What is needed is an exact copy of the lines from the one containing "Pick out the ceiling" through the last line of the entries below, both included.

─── Provided data

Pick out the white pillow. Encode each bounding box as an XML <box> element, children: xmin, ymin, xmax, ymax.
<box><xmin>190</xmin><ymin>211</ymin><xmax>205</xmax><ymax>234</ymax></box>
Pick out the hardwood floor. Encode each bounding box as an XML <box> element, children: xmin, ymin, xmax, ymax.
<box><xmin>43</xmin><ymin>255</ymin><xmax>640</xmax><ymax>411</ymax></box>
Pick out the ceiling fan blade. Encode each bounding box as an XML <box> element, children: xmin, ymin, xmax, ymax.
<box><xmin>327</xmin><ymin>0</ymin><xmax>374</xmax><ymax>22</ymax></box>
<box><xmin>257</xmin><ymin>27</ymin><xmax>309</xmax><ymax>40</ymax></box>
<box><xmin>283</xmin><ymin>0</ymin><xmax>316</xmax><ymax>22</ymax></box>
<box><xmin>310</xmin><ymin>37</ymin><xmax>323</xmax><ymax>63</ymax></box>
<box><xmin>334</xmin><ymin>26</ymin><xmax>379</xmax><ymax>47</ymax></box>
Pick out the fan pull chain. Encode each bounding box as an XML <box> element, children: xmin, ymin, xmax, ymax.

──────

Result >>
Pick out the ceiling fan blade. Encode each bounding box as an XML <box> element, children: xmin, ymin, xmax, ymax.
<box><xmin>327</xmin><ymin>0</ymin><xmax>374</xmax><ymax>22</ymax></box>
<box><xmin>257</xmin><ymin>27</ymin><xmax>309</xmax><ymax>40</ymax></box>
<box><xmin>283</xmin><ymin>0</ymin><xmax>316</xmax><ymax>22</ymax></box>
<box><xmin>310</xmin><ymin>37</ymin><xmax>323</xmax><ymax>63</ymax></box>
<box><xmin>334</xmin><ymin>26</ymin><xmax>379</xmax><ymax>47</ymax></box>
Pick out the fan pull chain. Encode each bounding box as an XML <box> element, children: xmin, ymin, xmax, ymax.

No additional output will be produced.